Your task:
List every line in the items below that contains the string "annotator", matching case exactly.

(begin)

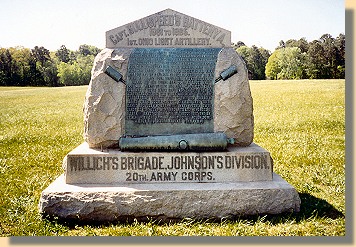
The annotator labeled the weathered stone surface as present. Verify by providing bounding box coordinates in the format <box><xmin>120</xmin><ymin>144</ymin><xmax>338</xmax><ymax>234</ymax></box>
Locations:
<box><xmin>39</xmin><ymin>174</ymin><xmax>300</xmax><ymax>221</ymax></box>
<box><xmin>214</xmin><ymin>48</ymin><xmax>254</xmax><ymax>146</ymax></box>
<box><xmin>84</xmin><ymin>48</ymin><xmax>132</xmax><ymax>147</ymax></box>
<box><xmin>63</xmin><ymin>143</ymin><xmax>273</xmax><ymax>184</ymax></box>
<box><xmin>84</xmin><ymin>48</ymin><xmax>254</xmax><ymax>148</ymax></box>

(end)
(begin)

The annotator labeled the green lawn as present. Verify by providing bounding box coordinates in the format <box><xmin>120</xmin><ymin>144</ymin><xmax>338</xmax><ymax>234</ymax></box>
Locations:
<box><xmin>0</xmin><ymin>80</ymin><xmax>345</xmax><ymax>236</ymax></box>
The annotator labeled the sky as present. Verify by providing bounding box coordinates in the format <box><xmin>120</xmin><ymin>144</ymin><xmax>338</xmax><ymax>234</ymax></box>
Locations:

(end)

Result for this exercise:
The annotator labeled the weathered stone surface as present. Verify by providing bounding box coordinates in the format <box><xmin>120</xmin><ymin>144</ymin><xmax>338</xmax><ymax>234</ymax></box>
The annotator labeled the green lawn as present. Verify by providing bounding box coordinates in the format <box><xmin>120</xmin><ymin>144</ymin><xmax>338</xmax><ymax>234</ymax></box>
The annotator labeled the sky as present. Verify by providing bounding box coordinates in the format <box><xmin>120</xmin><ymin>144</ymin><xmax>338</xmax><ymax>234</ymax></box>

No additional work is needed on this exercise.